Selection →
━━━━━━━━━━━━━━━━━━━━

There are still families that go to bed hungry at night, there are still places in this world where people don't have... A place to call home. And we look around and we see all of these things and think, what's the use? And yet, the fact that Jesus died and rose again demonstrates that there is something greater at work in this world, that these things don't have to be the final answer. That new life can enter into those situations, to the hurting individual, to the broken relationship, to the person who lives in fear each and every day, there is hope because there is a God who has defeated even the greatest of all things.


In our community we don't have to look very far and see where new life needs to spring forth. Where does that hope and that possibility need to be proclaimed? I would suggest that even within our church, we know when we look around that we're in older congregation, I've had many of those conversations with a number of you over the vibrancy and the youth and the other things that were once a part of this congregation that aren't at the moment, that doesn't mean it's the final answer. Because we have a God who is all about new life, breathing new life into things that others would say That's just dead, but it's not. But that's where we need to trust and walk alongside Jesus. And know that while we might not see where the path is leading us.

━━━━━━━━━━━━━━━━━━━━

Data shown →

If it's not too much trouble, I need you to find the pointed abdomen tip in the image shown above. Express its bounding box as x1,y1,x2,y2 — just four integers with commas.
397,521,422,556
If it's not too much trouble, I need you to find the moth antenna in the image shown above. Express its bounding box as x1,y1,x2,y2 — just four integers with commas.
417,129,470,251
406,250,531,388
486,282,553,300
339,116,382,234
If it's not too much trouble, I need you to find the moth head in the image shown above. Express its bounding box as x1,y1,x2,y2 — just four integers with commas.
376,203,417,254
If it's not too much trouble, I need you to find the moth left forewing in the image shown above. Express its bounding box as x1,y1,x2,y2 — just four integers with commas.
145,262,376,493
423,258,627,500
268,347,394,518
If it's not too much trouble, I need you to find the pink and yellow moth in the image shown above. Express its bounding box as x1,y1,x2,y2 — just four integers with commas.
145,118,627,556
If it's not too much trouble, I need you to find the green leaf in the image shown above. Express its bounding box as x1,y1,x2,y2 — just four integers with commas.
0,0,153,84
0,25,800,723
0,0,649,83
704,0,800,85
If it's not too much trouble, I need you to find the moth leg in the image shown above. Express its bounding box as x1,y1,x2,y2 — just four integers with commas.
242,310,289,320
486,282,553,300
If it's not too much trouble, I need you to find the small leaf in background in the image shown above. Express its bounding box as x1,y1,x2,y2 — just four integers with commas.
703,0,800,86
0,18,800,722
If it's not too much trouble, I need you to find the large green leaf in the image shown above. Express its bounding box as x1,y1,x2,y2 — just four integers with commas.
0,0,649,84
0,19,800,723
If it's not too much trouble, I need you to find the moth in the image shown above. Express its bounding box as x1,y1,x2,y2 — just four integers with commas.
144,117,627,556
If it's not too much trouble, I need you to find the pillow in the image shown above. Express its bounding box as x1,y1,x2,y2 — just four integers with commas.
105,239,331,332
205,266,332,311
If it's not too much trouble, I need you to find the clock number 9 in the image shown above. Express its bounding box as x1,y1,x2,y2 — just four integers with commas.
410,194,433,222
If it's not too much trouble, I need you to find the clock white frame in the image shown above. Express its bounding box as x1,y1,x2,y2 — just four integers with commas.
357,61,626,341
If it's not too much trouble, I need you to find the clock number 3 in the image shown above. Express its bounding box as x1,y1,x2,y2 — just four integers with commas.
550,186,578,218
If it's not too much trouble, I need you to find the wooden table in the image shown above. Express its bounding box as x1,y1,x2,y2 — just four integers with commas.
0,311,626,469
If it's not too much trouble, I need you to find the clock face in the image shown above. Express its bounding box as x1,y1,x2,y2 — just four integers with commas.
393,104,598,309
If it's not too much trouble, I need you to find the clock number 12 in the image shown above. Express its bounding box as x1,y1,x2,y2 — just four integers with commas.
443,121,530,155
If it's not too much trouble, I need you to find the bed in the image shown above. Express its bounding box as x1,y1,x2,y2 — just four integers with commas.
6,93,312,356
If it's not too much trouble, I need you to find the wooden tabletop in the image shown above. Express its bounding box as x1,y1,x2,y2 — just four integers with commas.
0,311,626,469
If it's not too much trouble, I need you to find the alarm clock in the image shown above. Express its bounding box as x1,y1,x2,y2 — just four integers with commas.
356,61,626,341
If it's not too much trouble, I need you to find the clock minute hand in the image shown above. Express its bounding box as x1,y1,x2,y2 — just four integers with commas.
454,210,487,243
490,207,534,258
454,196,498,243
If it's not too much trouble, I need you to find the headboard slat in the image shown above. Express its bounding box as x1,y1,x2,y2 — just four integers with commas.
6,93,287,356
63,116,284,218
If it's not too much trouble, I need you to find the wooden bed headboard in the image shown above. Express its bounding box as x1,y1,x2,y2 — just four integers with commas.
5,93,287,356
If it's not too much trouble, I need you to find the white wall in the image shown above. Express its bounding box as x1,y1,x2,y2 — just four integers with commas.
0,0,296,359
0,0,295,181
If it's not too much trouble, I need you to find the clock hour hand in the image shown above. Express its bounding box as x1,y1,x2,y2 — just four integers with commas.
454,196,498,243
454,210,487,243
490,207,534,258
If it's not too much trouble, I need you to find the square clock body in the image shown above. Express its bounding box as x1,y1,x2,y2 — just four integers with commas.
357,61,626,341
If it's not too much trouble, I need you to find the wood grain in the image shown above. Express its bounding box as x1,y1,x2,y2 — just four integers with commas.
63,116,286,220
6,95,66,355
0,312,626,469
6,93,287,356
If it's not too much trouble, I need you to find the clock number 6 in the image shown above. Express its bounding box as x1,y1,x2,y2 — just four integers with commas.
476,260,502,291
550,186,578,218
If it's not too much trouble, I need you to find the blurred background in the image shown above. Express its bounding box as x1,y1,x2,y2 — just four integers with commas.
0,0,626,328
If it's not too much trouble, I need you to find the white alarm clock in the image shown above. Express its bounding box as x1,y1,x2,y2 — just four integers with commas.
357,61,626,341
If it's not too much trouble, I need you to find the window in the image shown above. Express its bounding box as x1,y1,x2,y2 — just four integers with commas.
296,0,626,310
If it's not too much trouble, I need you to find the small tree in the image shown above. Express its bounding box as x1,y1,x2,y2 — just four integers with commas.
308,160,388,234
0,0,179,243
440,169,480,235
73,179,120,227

━━━━━━━━━━━━━━━━━━━━

Written problem →
Pick up the sermon on hope and new life after its last sentence and carry it forward in the same voice.

Written answer →
Well, if we're walking with Jesus, it is leading to new life, Jesus the one who is the first fruits. Isn't the only fruits? He comes first. And by faith, we follow along. The English language has done a disservice to this word faith in the Greek, the word faith as a noun and as a verb, have the same root. But when we talk about faith, faith is a noun in English, and the verb is believe... We don't say, I faith you when you've just shared some information with me, we say, I believe you...


And the problem with the English language when it comes to this word is that believing that implies that there's a set of facts and information that have been accumulated and it's based upon those, that we then act upon those and say, I believe. Faith on the other hand, yes, in English is a thing. I believe in you, but faith is still a thing. I rather, I have faith in you. But faith is still a noun in that context, faith is most certainly a thing, it's a thing that God has given us, it's the thing that God has made possible. But acting upon that and using that same root in the Greek... Well, faith, faith is a noun, faith is something that we do, and while I'm not suggesting that we necessarily change the English language, we can say, I faith you, I faith God, but our actions can make faith that verb...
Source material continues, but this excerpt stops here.